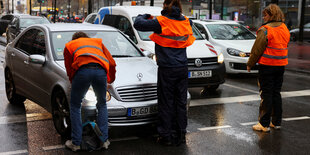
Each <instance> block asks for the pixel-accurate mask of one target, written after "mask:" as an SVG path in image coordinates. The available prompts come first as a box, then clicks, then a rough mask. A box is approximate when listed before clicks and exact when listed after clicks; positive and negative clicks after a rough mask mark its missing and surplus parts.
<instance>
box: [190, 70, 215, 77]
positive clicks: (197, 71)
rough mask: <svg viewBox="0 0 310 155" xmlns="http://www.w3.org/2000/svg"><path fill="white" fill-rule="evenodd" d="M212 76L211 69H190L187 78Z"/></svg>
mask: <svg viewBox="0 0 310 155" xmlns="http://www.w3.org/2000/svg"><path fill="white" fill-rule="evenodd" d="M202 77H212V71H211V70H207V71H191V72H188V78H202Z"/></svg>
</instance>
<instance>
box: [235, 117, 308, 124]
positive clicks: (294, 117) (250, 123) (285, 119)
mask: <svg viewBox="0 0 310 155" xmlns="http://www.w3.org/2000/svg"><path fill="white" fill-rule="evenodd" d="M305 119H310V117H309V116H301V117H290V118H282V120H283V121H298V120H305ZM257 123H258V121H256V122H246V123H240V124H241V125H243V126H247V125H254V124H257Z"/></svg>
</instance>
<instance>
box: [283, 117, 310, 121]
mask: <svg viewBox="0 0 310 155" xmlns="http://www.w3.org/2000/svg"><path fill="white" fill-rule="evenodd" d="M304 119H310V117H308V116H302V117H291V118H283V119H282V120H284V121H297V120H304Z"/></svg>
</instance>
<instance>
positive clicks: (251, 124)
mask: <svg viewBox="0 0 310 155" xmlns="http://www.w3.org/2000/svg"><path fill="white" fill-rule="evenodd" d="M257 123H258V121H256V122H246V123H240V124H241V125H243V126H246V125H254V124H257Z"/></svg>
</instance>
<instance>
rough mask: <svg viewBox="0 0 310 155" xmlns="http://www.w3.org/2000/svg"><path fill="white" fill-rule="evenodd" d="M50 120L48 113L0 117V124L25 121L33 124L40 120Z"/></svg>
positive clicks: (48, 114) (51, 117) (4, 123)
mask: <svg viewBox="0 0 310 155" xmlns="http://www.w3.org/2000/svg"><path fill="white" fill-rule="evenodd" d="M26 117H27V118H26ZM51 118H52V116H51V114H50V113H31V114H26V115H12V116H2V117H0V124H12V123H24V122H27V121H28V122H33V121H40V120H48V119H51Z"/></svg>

------------------------------------------------------------

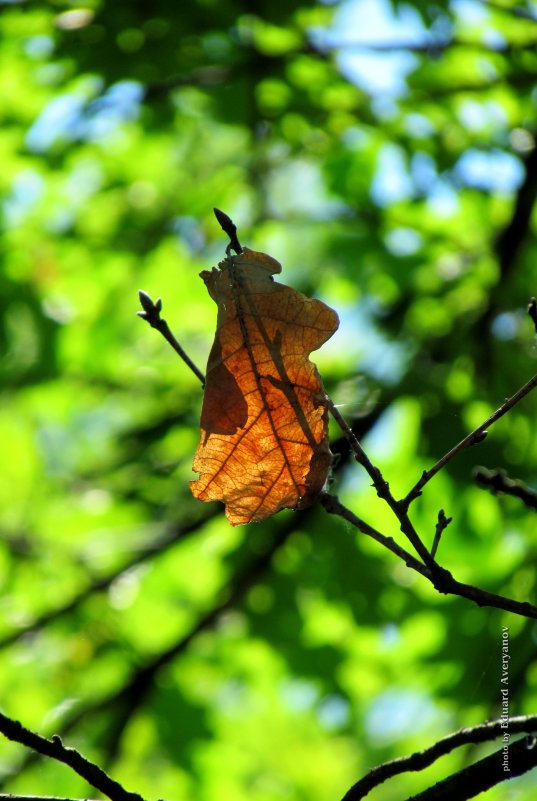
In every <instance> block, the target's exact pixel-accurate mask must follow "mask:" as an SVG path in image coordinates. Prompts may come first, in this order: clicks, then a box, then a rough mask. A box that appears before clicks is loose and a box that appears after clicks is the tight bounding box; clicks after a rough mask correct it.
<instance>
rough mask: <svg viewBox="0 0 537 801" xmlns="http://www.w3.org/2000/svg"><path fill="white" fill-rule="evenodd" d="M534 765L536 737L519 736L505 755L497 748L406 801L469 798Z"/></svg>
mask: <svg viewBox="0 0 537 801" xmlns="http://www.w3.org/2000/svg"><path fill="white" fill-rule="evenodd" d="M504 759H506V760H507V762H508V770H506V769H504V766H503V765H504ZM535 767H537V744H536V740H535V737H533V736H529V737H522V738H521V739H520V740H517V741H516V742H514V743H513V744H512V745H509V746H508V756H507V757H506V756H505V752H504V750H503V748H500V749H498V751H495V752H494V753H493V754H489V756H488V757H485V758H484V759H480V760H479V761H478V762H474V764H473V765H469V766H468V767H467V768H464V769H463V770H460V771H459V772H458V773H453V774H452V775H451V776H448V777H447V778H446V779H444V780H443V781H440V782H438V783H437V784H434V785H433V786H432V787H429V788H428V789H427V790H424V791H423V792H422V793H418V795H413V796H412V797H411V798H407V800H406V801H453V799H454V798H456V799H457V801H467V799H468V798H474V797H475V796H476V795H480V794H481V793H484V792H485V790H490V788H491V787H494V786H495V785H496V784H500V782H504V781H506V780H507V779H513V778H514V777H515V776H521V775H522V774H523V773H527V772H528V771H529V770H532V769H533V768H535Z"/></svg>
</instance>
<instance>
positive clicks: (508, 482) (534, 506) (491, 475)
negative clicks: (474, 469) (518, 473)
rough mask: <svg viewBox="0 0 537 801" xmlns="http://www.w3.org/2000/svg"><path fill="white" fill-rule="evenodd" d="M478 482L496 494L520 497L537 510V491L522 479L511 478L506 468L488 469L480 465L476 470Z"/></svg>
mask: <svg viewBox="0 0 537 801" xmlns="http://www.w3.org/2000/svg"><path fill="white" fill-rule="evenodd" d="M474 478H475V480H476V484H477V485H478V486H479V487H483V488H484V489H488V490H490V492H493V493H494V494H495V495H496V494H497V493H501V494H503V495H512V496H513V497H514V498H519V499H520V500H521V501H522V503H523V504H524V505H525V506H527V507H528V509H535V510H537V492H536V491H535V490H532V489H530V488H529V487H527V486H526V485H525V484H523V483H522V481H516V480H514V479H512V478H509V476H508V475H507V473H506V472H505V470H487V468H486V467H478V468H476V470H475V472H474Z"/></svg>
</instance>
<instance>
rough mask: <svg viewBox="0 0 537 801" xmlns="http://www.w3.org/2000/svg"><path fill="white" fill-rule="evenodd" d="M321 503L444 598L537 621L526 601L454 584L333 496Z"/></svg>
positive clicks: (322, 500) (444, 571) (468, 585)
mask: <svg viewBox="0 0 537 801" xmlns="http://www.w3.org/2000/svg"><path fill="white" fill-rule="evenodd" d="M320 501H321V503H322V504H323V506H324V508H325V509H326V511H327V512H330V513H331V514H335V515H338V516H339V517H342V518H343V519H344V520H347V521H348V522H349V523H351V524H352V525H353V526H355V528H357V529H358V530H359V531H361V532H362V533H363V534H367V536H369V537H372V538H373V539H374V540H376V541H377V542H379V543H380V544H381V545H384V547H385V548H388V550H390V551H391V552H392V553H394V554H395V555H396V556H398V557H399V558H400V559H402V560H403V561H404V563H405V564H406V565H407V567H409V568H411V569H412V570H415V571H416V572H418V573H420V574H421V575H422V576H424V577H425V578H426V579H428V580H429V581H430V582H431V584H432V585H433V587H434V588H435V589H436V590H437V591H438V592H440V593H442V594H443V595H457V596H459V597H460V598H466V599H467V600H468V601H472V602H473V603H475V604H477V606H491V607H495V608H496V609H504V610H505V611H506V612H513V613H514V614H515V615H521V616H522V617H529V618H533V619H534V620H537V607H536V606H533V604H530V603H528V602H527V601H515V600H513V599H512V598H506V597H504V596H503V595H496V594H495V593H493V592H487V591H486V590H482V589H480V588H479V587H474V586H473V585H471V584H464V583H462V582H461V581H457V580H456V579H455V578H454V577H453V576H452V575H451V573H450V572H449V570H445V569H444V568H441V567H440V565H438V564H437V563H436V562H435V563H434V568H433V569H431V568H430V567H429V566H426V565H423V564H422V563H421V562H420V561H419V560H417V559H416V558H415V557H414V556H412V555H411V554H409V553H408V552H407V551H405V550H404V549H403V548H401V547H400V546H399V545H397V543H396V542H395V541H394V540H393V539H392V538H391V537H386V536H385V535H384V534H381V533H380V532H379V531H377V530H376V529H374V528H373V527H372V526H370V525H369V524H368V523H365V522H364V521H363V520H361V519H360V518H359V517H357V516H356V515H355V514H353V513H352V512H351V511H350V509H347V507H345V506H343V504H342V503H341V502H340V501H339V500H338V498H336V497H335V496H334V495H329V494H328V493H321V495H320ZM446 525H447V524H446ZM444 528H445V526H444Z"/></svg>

------------------------------------------------------------

• [YOUR GOAL]: List all lines above in which the string "negative" appears.

• [EXPECTED ANSWER]:
Each <instance> block asks for the pixel-accurate mask of one target, written after "mask:" as an SVG path in image coordinates. The available prompts come first as a box, then clicks, then a rough mask. A box is approximate when listed before clicks and exact when listed after clicks; positive and negative clicks after a rough mask mark its missing and surplus parts.
negative clicks: (474, 469) (518, 473)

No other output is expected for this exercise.